*EXERCISE DETAILS*:
Could you give back every entry below exactly, with the pictures dropped?

*MATERIAL FOR THE TASK*:
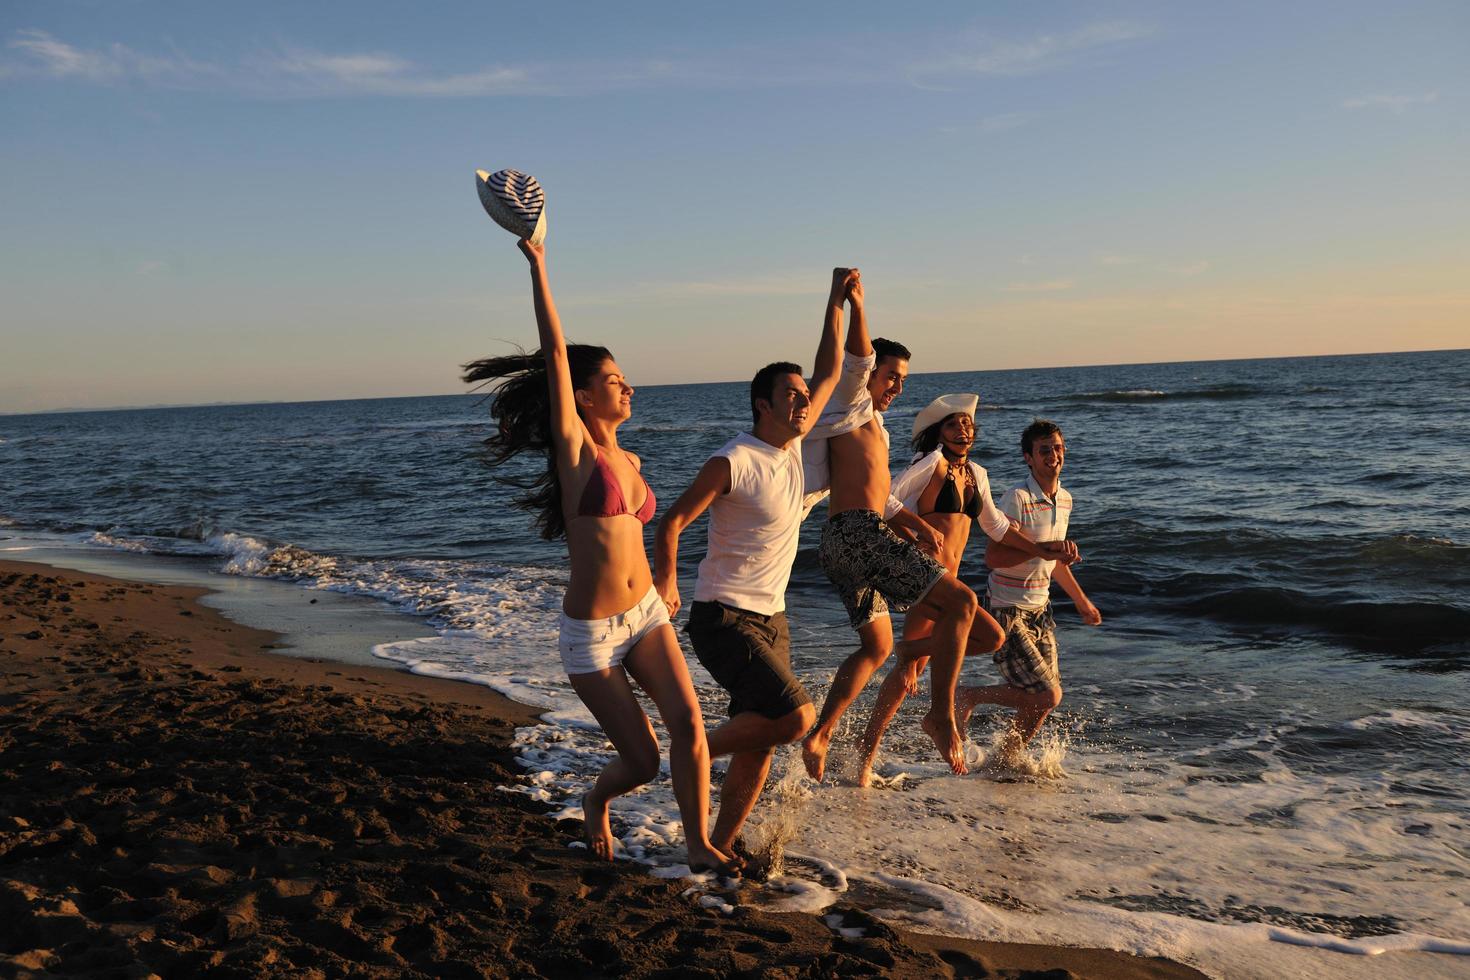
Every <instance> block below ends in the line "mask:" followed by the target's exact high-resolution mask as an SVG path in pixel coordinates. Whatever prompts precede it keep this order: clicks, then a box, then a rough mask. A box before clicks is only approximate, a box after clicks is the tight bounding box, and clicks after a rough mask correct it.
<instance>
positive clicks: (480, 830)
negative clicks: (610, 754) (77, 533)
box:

*WRITTEN REPLY*:
Every <instance> block below ends in the line "mask:" followed by the target's exact high-resolution mask as an SVG path in pixel coordinates. Whatever prompts precede it keep this order: clicks, then a box, then a rough mask. A box before clicks is only approximate, a box after clicks is the tight bounding box, and clicks after a rough mask correct it.
<instance>
positive clicks: (480, 830)
negative clicks: (610, 754) (77, 533)
box:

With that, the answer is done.